→ **Extracted material**
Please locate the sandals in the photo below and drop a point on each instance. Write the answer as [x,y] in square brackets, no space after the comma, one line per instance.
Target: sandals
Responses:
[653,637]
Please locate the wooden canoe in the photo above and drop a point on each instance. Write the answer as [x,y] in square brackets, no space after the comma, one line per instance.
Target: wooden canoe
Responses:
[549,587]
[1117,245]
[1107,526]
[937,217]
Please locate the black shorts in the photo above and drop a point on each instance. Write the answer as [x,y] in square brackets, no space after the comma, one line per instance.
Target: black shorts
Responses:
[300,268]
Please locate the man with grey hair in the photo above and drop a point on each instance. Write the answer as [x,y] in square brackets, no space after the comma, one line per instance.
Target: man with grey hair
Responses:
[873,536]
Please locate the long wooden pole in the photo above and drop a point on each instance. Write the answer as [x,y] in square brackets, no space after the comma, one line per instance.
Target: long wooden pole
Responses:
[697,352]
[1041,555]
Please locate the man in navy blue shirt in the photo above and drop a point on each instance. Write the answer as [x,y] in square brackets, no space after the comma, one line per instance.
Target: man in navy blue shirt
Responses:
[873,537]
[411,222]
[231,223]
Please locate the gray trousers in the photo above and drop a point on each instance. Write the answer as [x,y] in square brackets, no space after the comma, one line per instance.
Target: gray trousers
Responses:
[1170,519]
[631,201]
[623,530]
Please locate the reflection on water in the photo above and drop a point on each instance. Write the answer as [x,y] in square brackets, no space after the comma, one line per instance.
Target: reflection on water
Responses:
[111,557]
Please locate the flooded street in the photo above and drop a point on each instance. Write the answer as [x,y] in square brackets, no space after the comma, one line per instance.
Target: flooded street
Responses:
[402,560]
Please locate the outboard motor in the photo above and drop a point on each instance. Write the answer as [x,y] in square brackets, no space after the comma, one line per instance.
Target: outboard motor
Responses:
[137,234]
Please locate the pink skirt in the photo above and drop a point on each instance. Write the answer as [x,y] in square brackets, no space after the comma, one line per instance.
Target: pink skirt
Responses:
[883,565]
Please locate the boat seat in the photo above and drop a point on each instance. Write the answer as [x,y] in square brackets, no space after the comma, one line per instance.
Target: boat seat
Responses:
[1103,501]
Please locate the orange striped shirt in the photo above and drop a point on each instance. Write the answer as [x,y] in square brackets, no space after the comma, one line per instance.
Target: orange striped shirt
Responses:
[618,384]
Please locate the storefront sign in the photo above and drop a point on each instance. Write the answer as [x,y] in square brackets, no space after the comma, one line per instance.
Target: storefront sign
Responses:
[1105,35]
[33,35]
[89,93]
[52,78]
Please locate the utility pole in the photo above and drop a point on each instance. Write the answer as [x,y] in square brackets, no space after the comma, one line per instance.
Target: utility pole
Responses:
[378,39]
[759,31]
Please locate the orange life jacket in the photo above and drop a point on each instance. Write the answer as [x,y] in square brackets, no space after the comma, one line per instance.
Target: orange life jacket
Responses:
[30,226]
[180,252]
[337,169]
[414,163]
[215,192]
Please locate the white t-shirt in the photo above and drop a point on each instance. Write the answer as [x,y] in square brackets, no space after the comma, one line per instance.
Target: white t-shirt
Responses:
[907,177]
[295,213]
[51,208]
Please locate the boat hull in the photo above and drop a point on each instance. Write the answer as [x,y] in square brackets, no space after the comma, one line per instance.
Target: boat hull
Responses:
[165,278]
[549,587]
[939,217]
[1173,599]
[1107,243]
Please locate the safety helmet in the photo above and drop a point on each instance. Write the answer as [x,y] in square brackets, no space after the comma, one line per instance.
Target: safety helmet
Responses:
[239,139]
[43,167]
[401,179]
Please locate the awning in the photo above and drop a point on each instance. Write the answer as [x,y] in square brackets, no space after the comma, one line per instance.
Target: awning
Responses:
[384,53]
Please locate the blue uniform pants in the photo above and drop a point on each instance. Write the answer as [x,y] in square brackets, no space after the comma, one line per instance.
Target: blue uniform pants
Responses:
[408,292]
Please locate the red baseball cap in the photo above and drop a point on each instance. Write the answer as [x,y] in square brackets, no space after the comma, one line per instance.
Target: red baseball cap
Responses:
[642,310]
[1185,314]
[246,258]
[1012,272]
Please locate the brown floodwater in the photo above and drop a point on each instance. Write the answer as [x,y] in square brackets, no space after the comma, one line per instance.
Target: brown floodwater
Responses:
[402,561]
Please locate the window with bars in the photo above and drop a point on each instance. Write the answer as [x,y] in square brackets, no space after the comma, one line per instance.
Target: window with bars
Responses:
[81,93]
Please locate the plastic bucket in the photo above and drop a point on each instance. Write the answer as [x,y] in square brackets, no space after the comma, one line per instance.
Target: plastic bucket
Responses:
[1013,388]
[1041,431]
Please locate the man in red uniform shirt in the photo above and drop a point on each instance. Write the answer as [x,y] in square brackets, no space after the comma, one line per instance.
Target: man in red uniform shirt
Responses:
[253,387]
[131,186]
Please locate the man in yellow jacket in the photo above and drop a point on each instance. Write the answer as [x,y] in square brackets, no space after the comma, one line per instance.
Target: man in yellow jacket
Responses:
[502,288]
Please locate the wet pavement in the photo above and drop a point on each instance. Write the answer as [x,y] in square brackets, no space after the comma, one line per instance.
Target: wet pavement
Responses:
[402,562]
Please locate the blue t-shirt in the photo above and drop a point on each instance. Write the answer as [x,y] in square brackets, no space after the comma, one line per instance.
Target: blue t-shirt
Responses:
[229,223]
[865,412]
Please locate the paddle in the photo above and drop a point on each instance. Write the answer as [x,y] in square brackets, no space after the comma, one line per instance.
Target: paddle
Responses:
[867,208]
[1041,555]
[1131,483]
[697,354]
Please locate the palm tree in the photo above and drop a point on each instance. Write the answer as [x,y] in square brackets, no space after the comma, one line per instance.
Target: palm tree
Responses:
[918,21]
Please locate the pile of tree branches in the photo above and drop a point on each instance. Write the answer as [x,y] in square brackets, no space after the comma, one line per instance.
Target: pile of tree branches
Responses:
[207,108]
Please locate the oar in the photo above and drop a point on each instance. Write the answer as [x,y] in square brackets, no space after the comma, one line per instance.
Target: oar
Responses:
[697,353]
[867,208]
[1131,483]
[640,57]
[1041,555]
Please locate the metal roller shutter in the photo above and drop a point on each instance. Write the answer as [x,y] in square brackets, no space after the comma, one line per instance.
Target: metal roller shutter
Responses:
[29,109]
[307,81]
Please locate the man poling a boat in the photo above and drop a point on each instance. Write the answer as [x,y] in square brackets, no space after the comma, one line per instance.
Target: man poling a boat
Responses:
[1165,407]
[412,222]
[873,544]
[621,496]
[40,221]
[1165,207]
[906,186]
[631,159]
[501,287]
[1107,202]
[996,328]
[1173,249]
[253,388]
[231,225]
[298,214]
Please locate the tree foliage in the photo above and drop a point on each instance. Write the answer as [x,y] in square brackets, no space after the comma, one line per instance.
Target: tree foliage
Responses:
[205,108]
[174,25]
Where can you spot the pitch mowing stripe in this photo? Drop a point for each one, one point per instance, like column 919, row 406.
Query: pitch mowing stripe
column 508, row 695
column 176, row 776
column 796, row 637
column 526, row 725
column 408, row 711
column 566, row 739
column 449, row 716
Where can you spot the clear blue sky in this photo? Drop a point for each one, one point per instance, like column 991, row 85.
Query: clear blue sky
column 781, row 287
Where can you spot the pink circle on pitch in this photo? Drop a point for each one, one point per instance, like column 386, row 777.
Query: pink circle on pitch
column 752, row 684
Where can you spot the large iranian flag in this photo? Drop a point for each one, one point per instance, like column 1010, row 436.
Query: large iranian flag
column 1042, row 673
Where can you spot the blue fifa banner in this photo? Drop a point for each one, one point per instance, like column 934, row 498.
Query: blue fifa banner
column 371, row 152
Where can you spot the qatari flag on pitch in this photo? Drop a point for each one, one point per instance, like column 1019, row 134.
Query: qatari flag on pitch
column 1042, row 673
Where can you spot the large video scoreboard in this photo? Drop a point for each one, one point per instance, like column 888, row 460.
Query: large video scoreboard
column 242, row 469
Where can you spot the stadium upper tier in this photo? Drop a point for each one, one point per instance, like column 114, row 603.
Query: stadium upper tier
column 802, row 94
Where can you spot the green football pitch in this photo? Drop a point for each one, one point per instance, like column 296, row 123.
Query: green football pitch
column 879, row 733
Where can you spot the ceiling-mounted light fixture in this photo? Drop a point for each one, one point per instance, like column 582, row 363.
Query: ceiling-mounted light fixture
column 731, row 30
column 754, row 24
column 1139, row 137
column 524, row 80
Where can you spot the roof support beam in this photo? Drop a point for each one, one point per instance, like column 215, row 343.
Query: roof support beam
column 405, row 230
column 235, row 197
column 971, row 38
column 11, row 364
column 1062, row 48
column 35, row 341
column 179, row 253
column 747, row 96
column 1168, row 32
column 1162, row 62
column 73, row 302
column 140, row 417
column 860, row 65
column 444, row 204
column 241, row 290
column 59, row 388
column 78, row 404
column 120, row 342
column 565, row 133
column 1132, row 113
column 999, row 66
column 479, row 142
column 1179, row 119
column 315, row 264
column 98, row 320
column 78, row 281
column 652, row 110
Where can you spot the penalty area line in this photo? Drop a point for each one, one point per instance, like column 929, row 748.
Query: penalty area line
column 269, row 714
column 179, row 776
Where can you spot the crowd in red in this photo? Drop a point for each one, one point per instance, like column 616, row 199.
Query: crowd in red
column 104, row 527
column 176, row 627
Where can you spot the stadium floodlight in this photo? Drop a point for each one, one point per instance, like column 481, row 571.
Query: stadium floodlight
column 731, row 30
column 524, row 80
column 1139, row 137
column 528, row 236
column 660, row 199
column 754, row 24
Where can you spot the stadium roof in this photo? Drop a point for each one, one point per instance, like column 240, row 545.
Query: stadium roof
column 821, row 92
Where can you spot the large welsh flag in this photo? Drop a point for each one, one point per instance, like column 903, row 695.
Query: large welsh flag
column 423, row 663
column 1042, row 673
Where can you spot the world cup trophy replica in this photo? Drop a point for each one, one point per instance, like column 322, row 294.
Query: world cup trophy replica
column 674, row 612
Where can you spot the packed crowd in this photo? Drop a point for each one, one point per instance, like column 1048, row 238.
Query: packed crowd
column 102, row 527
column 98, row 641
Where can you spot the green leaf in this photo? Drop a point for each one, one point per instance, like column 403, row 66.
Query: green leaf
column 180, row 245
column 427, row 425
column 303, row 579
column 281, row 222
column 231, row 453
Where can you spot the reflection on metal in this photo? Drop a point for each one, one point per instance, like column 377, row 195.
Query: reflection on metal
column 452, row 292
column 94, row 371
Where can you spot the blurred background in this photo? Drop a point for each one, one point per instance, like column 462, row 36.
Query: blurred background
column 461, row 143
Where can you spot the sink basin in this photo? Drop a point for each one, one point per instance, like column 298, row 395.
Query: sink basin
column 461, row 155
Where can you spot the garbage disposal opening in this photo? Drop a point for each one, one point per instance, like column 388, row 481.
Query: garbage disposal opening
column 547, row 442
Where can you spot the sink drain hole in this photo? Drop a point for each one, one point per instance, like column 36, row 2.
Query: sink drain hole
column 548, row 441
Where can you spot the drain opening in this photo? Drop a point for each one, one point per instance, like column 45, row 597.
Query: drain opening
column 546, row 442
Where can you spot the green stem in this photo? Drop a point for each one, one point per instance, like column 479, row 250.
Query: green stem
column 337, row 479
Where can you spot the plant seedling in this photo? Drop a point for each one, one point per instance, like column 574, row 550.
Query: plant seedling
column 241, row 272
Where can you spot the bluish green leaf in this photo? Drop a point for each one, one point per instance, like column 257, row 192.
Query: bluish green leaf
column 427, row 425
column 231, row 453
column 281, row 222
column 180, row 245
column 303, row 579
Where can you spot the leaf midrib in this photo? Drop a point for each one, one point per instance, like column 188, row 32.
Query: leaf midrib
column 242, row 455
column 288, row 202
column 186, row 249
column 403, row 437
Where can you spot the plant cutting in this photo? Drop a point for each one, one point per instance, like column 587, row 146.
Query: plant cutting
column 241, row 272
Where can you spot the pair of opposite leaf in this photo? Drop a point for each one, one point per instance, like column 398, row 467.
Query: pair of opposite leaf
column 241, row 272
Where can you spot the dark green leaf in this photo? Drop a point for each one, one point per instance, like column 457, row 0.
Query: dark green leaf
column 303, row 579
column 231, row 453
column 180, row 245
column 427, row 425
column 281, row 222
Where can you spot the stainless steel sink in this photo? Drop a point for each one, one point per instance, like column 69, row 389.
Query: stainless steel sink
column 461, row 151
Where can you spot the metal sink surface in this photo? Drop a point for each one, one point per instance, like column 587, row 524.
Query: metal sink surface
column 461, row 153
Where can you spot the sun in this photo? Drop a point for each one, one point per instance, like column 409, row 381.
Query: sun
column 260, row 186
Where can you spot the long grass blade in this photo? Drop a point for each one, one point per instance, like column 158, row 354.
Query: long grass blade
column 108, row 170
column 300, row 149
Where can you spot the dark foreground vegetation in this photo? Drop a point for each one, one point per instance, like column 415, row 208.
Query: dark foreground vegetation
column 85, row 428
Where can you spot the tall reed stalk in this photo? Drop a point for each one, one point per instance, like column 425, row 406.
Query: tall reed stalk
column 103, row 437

→ **Set problem**
Render the records starting with the line containing "Where can you spot the large video" and going on through the line containing "column 802, row 94" as a two-column CSV with the columns text and answer, one row per record. Put each record's text and its answer in separate quoted fields, replacing any line breaks with spaces.

→ **Exercise solution**
text,answer
"Where can you spot the large video scoreboard in this photo? Drop a point for each one, one point per instance, like column 888, row 460. Query: large video scoreboard","column 242, row 469"
"Where can you spot the stadium upper tier in this photo? Drop a point for each one, one point per instance, like column 114, row 603. Query: stadium upper tier","column 802, row 94"